— start of SUPPLIED MATERIAL —

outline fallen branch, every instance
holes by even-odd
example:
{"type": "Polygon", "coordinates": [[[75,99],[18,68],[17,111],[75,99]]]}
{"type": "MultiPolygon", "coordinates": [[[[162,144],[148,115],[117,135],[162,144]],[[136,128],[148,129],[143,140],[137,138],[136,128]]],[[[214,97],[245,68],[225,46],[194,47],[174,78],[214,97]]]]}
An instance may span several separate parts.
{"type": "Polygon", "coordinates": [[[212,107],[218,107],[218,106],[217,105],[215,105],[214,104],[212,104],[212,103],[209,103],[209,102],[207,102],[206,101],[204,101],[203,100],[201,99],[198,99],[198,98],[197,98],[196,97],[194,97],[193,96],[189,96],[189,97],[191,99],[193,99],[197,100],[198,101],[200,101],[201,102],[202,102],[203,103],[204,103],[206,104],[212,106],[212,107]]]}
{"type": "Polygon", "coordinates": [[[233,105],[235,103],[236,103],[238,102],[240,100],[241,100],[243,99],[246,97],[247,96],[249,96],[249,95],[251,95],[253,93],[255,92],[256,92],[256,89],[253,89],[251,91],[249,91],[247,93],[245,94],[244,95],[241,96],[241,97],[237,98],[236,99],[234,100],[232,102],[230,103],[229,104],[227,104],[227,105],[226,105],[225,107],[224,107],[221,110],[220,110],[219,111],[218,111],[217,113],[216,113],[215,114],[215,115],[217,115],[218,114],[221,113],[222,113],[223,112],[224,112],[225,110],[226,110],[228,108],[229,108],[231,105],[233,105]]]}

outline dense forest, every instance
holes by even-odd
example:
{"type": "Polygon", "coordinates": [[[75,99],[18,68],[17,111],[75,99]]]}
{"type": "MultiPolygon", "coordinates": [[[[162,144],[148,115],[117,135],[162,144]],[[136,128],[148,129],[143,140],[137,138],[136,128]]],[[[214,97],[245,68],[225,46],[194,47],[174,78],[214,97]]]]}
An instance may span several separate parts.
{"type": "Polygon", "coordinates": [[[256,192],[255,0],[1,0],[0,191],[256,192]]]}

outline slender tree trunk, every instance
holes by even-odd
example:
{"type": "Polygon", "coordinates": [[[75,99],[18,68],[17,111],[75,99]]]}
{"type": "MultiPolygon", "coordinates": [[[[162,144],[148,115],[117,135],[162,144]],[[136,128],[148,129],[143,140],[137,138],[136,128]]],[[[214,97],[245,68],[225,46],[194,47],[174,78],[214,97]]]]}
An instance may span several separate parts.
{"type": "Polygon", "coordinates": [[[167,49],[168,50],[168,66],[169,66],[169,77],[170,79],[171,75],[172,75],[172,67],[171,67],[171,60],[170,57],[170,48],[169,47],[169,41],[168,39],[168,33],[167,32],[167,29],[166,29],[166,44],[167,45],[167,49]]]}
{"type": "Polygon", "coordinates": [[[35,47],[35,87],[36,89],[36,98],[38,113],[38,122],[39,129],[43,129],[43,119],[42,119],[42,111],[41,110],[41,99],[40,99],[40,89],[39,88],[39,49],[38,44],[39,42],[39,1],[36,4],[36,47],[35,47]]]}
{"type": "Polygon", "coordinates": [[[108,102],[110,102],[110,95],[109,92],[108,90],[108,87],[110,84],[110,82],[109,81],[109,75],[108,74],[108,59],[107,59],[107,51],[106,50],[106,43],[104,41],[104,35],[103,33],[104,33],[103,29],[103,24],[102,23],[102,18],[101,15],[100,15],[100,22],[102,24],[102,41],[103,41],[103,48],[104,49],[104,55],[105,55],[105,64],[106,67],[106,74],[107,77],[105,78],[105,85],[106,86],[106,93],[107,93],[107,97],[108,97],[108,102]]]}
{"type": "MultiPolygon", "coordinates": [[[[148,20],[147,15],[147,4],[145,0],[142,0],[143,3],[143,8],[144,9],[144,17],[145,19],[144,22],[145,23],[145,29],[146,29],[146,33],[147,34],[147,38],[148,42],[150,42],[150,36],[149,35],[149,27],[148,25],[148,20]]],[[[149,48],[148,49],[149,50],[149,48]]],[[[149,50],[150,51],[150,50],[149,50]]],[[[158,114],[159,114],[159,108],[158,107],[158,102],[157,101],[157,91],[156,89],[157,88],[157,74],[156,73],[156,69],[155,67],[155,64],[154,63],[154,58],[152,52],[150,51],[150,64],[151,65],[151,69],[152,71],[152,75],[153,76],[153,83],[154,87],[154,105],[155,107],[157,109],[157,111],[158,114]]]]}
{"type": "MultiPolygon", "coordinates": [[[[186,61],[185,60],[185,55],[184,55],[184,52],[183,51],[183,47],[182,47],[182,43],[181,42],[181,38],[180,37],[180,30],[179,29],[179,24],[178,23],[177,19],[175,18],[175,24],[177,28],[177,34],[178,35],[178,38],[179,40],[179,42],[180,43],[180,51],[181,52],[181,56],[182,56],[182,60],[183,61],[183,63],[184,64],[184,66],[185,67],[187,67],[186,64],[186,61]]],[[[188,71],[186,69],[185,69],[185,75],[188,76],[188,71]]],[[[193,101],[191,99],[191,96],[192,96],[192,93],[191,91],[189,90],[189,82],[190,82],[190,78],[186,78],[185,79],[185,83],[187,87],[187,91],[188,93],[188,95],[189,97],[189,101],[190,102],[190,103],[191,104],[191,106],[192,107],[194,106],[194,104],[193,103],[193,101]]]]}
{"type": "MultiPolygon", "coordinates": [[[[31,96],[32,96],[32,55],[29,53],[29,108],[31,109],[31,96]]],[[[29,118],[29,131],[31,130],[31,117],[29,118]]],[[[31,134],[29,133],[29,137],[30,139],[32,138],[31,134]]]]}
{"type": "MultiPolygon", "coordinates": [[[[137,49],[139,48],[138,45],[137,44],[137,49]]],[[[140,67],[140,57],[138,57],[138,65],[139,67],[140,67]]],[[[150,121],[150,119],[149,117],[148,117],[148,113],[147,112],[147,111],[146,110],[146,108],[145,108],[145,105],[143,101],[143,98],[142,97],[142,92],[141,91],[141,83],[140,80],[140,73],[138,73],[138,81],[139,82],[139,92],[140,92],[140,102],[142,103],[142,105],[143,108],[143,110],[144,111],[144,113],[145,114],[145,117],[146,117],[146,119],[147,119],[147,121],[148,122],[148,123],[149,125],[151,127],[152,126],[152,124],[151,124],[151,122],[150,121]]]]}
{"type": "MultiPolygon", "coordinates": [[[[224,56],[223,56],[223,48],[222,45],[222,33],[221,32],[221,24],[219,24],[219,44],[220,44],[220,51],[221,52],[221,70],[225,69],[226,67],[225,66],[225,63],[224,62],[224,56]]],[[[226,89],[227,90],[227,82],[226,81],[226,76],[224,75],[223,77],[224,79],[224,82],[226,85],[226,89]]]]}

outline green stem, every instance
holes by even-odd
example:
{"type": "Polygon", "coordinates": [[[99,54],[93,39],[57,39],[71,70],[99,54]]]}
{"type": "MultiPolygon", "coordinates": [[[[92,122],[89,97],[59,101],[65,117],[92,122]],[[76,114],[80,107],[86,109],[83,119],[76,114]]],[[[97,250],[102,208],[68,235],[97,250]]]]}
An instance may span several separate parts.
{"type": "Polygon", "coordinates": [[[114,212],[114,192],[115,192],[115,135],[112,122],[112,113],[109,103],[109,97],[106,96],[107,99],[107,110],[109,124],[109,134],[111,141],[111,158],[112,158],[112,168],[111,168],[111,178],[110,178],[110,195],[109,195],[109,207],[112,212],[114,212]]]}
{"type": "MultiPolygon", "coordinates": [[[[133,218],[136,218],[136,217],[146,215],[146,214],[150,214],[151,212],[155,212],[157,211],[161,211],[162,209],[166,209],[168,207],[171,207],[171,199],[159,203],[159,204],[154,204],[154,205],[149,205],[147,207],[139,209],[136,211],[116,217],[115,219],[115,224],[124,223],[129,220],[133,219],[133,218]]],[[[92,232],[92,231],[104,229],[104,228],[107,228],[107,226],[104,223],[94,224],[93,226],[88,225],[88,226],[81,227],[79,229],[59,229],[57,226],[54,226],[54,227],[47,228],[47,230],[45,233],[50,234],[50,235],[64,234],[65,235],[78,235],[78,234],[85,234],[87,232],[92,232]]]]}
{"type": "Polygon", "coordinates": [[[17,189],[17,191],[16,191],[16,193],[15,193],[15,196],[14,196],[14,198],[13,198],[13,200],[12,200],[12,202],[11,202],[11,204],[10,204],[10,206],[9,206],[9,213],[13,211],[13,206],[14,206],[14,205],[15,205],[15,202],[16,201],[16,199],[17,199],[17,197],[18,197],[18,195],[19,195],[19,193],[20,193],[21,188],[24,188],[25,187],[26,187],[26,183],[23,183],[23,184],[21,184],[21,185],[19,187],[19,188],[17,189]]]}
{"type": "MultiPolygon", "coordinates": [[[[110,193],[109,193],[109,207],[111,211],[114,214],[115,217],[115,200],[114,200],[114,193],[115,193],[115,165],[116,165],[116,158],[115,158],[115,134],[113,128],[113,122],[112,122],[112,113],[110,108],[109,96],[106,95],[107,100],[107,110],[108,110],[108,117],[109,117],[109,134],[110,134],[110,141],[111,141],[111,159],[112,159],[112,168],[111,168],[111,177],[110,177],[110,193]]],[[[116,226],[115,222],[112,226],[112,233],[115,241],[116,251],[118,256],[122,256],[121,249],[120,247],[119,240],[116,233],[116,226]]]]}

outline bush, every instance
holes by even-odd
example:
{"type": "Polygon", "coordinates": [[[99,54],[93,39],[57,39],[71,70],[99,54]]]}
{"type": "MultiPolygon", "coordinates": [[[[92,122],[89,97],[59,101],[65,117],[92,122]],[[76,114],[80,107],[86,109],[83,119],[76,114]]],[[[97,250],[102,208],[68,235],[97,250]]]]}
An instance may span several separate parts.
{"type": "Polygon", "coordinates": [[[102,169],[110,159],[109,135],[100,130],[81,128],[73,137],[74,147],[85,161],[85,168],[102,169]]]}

— end of SUPPLIED MATERIAL —

Repeat the listing from the line with "outline bush, every instance" through the end of the listing, requests included, shifting every coordinate in the answer outlines by -13. Leave the coordinates in the requests and their format samples unchanged.

outline bush, every instance
holes by even-odd
example:
{"type": "Polygon", "coordinates": [[[99,54],[93,39],[57,39],[71,70],[99,54]]]}
{"type": "MultiPolygon", "coordinates": [[[[92,122],[89,97],[59,101],[65,117],[92,122]],[[76,114],[80,107],[86,109],[83,119],[76,114]]],[[[97,250],[102,208],[68,235],[97,250]]]]}
An instance may span several separate parts.
{"type": "Polygon", "coordinates": [[[89,156],[97,146],[96,122],[87,117],[68,115],[60,124],[61,134],[72,148],[72,155],[89,156]]]}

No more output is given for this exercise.